# WHAT IS EXPECTED
Set down exactly, and only, the lines from the one with "In this practice step, locate the boy's brown" to the final line of the entries, both included.

# SUPPLIED RECORDS

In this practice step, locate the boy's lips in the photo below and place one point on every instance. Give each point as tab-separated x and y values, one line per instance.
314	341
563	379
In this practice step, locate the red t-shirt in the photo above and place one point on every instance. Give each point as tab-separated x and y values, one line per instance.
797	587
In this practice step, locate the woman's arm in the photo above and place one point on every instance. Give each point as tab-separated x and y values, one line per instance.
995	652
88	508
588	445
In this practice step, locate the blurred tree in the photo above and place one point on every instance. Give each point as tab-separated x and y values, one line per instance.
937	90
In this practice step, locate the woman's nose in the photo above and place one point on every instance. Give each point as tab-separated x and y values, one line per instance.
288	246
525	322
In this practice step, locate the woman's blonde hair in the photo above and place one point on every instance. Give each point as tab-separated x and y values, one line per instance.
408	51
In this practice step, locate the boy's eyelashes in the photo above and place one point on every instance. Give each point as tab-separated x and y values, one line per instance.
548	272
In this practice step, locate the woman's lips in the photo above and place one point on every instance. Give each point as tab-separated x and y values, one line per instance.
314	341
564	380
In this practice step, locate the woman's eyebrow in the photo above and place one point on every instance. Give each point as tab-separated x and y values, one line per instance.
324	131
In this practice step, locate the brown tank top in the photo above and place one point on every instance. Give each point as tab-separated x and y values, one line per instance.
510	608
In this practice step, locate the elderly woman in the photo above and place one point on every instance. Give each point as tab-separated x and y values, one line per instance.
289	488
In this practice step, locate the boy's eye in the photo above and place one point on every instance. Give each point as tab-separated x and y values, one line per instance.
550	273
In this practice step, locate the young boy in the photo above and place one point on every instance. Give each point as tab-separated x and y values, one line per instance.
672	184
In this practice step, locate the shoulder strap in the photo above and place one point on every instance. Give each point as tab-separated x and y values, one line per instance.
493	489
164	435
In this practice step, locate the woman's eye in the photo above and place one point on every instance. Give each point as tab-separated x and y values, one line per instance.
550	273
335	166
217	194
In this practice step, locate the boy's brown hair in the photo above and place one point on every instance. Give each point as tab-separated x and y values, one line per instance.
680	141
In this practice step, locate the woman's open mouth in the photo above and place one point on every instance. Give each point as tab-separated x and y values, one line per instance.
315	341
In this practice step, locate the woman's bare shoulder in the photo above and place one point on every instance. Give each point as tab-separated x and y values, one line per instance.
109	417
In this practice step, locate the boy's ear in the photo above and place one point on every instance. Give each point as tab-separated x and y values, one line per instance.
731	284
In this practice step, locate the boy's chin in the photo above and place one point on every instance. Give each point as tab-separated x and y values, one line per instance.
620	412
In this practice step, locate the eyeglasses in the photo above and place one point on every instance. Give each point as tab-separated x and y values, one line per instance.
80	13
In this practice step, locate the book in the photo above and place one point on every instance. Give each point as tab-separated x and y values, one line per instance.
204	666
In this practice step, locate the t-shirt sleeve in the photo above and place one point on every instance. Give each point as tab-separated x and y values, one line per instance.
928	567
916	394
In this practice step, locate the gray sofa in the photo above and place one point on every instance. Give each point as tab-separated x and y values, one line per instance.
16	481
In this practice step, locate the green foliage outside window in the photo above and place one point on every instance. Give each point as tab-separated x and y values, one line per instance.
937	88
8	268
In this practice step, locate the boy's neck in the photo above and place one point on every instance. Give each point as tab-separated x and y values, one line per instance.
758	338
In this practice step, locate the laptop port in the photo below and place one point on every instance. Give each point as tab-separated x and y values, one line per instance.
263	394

# TASK OUTPUT
In this practice step, locate the boy's brown hair in the photo above and place one point on every instance. Give each point as tab-separated x and y values, one line per instance.
680	141
In this practice step, locate the woman's open mouth in the photo above and place one point on every instance. Give each point as tab-separated x and y values, one line per instance.
315	341
In this practice step, locate the woman's bare shoulder in the photo above and place one point on every instance. Give each point as tab-separated x and y values, one line per instance.
109	417
In this practice step, locate the boy's ear in the photo above and place one point on every instance. Give each point as tab-separated x and y values, one line per instance.
731	284
In this practice step, locate the boy's chin in the photo above and place one point on every instance. Give each point as tab-separated x and y values, one line per instance.
620	412
In this practice step, locate the eyeglasses in the photo above and place one point on every instance. Give each point as tab-separated x and y values, one line per instance.
80	13
In this practice step, locate the book in the photo above and place one point on every instance. Give each point as tab-separated x and y values, one line per instance.
204	666
In this practice step, locate the t-shirt sleeve in the photo above and place one point on every instance. Give each point as tab-separated x and y values, one line per instance.
928	567
916	394
In this practice step, locate the gray sofa in the photo above and place one point on every instance. Give each point as tab-separated x and y values, one line per instance.
16	481
In this practice step, locate the green foliage outside window in the photo above and place one point on every instance. Give each point as tab-separated x and y values, one line per instance.
937	88
8	268
In this practice step, locate the boy's neck in the photo above and place one point on every instance. Give each point as tab-separated x and y values, one line per instance.
758	338
In this practice step, locate the laptop port in the photo below and place one point on every instance. Give each point as tab-separated x and y values, one line per instance.
263	394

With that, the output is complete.